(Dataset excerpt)
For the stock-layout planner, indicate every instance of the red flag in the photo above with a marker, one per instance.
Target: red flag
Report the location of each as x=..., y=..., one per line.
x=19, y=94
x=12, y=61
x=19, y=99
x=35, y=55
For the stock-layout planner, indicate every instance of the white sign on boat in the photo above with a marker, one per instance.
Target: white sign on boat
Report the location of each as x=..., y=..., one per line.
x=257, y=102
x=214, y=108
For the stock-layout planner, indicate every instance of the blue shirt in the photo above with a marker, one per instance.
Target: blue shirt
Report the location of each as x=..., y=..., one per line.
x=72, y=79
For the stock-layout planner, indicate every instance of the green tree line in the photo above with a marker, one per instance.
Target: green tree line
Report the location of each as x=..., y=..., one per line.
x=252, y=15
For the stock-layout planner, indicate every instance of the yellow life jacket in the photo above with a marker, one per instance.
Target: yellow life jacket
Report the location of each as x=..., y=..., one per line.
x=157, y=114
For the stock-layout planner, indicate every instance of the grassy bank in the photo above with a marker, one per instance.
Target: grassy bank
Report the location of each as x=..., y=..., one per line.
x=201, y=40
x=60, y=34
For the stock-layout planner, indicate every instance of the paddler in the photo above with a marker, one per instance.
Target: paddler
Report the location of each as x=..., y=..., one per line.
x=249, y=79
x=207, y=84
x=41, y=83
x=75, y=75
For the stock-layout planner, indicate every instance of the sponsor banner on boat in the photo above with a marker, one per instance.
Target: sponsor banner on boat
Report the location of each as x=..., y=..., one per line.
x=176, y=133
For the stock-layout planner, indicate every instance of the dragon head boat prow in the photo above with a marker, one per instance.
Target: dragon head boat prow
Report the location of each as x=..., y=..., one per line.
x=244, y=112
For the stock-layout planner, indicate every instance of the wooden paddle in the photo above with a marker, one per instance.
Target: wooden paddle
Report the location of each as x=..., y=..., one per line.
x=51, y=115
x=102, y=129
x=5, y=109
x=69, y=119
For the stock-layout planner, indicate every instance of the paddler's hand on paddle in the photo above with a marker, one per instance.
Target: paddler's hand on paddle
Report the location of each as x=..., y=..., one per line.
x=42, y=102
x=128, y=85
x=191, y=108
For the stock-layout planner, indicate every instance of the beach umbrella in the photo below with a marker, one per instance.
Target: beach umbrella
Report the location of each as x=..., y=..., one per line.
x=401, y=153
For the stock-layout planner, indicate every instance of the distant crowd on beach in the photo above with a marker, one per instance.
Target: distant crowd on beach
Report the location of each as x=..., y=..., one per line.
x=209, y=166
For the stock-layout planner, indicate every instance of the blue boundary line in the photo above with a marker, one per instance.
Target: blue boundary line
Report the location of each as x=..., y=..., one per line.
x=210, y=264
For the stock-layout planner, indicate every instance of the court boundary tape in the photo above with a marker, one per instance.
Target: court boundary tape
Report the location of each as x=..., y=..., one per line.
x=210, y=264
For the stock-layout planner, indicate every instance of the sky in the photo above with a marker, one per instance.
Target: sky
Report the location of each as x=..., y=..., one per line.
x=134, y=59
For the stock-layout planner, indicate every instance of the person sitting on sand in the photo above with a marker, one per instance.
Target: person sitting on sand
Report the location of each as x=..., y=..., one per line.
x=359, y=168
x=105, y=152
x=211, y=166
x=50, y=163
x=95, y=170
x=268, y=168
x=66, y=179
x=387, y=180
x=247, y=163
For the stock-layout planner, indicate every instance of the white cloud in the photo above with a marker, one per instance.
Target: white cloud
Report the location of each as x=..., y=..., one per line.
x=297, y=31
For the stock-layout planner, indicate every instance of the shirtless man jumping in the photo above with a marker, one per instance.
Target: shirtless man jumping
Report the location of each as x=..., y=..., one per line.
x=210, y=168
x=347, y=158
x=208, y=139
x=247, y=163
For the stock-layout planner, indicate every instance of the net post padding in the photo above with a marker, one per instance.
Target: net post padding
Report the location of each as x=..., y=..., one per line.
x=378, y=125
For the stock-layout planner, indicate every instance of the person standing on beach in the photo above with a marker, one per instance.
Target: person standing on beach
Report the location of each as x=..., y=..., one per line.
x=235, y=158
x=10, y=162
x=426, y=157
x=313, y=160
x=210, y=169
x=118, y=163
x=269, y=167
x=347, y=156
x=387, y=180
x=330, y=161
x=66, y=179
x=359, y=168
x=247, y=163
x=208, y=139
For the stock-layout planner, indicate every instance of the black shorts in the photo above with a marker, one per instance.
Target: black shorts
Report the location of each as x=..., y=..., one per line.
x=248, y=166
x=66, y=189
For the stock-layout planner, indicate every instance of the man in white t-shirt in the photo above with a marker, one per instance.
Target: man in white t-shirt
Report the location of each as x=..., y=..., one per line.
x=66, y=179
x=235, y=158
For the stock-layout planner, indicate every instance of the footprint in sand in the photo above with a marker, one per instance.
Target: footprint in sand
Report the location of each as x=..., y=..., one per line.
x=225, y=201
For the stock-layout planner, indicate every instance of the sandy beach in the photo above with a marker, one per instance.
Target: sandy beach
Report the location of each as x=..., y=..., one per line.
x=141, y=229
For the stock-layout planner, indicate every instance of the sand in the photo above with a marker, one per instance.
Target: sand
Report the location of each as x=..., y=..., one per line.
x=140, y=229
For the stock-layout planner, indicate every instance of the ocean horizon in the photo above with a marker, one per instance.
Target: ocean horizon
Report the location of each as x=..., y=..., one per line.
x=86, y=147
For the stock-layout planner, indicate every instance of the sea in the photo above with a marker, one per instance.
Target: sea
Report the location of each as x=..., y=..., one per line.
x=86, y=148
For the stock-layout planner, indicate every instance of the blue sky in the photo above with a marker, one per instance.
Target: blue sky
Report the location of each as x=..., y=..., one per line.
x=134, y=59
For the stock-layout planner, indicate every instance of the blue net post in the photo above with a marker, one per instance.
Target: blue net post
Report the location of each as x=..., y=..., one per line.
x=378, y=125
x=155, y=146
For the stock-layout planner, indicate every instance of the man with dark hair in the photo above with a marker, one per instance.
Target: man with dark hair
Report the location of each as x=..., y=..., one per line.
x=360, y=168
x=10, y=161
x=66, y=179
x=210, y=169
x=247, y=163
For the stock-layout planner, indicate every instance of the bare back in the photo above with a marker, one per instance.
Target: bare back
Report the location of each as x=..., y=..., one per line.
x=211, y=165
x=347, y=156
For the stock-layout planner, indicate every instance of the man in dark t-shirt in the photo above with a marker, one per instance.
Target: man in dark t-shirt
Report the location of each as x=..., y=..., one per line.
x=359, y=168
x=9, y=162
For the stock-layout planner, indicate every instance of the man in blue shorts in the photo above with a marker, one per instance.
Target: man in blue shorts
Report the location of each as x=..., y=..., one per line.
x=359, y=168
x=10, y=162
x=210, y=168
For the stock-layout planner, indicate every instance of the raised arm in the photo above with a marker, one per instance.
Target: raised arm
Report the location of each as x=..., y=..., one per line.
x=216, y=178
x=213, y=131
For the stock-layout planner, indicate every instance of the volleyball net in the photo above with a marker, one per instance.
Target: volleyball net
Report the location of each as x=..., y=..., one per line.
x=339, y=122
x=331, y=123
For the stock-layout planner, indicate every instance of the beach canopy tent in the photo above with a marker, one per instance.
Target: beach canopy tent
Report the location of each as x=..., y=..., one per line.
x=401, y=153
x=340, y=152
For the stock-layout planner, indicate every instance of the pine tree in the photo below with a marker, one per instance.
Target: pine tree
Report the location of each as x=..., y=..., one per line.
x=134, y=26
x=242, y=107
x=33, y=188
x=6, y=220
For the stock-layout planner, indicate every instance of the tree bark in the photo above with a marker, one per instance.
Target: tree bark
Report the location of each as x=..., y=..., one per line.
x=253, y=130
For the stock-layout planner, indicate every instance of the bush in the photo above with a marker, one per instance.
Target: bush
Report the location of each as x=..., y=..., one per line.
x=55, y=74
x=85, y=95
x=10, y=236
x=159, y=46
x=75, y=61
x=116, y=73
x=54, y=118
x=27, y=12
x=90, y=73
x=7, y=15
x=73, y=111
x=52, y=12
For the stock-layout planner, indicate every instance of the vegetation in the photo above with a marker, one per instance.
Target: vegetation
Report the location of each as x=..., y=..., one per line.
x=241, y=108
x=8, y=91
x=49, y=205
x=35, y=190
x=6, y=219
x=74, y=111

---

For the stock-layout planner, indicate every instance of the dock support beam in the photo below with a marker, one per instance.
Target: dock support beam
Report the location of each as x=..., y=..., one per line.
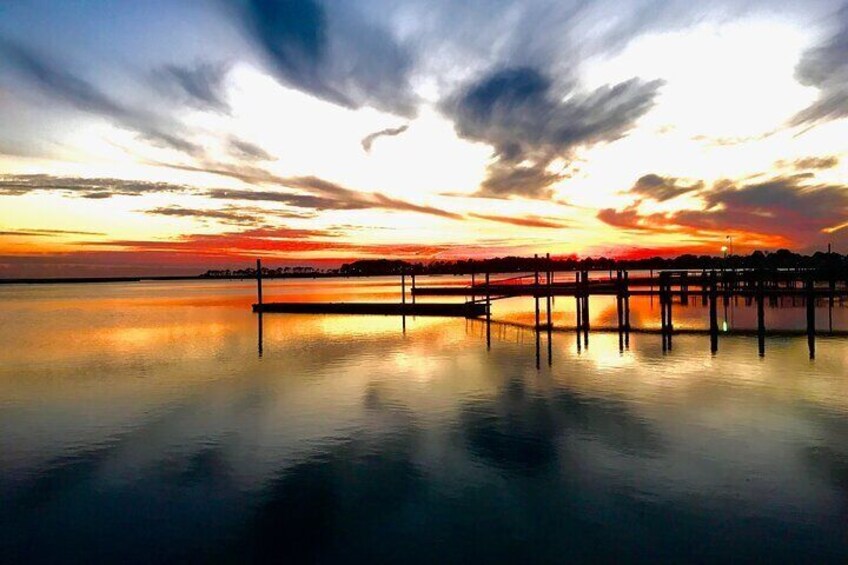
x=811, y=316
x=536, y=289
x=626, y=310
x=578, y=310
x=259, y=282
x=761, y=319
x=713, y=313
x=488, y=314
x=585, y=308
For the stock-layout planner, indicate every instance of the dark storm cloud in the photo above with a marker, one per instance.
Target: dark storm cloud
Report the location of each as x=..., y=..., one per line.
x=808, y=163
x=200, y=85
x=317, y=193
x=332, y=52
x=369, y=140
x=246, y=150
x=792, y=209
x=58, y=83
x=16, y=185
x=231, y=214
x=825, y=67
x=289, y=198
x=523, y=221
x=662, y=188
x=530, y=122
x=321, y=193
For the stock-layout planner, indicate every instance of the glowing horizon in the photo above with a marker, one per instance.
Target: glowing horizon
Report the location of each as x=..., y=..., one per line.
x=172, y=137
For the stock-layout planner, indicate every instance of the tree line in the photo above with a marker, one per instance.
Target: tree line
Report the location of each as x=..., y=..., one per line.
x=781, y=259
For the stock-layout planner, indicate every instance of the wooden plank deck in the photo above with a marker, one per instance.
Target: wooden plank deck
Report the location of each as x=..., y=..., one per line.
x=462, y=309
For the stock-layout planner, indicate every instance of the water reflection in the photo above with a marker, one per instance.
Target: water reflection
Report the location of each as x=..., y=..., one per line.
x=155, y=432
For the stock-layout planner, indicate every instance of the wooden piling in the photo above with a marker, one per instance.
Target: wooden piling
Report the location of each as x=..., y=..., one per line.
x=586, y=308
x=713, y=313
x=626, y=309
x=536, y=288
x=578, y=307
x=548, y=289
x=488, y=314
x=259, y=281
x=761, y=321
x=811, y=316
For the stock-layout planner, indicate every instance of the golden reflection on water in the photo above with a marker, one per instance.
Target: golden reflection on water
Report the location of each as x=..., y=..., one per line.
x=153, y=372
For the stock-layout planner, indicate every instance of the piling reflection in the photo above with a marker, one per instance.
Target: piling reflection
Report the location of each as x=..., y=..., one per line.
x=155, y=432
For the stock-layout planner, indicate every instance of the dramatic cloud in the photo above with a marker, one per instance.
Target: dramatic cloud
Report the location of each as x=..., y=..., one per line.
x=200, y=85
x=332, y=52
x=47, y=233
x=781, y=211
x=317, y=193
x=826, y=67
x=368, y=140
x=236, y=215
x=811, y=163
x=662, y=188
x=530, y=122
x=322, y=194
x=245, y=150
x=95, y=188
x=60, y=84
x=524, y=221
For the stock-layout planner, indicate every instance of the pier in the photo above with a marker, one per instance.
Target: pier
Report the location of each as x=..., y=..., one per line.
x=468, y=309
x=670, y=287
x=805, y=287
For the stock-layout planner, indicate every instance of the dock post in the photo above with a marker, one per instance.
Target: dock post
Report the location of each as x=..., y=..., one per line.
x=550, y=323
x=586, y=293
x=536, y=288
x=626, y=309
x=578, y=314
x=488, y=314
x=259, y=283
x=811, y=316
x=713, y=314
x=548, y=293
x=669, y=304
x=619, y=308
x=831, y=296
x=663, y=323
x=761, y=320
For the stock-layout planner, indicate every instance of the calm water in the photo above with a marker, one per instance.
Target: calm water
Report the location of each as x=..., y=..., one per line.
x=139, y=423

...

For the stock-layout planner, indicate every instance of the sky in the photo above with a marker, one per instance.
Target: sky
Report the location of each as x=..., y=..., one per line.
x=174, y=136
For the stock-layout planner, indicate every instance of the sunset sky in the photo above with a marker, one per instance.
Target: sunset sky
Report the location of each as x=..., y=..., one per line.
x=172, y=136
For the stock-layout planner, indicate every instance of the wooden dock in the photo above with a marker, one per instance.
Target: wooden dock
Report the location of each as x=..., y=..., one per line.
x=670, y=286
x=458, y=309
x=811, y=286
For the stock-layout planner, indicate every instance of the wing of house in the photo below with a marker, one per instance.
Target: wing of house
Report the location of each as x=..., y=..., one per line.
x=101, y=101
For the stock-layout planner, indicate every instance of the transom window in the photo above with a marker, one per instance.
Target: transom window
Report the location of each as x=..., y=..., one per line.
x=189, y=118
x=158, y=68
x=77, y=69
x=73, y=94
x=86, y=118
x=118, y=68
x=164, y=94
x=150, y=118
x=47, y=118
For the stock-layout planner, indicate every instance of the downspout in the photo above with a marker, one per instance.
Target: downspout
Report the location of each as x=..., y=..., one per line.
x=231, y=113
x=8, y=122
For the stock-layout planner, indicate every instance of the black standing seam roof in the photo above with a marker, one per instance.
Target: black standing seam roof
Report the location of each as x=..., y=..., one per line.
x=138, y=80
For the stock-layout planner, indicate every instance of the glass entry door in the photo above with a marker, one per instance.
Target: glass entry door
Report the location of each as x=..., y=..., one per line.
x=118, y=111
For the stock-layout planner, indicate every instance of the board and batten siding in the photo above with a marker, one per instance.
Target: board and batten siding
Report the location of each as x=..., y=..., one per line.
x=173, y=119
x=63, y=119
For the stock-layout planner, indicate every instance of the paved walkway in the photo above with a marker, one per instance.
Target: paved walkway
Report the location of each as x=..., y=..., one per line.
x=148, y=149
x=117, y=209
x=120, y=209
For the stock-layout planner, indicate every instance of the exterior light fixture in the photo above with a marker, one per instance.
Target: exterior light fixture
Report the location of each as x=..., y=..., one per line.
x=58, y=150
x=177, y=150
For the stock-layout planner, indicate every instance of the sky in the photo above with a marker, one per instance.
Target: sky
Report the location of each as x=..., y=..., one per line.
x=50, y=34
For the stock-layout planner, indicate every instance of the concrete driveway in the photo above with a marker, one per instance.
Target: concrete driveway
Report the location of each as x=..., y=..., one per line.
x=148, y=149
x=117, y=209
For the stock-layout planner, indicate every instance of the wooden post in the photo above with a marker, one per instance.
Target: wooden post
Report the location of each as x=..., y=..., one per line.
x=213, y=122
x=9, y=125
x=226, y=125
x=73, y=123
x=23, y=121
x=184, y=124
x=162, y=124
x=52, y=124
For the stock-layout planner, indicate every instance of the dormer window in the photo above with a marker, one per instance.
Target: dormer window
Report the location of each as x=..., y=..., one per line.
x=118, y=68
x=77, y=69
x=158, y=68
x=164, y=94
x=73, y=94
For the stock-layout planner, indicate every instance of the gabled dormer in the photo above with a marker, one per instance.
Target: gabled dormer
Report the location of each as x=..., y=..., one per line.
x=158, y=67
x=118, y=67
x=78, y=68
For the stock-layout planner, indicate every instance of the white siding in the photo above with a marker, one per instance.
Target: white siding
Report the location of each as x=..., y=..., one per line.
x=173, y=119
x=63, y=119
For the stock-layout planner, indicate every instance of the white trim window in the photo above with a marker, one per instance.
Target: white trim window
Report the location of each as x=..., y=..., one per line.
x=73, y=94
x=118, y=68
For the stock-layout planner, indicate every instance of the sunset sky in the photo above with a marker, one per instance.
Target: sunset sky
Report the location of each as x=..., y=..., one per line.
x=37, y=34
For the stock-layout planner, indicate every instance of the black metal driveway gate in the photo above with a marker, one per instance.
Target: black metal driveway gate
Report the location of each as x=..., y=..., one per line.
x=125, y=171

WHAT IS ASKED —
Which lines of the listing above contain the string "dramatic"? Return each such line in full, treating case as significant.

EXERCISE ANSWER —
For the stock-layout planner, indicate every instance of the dramatic cloud in the photo above with a marker, one per instance.
Target: dramatic cloud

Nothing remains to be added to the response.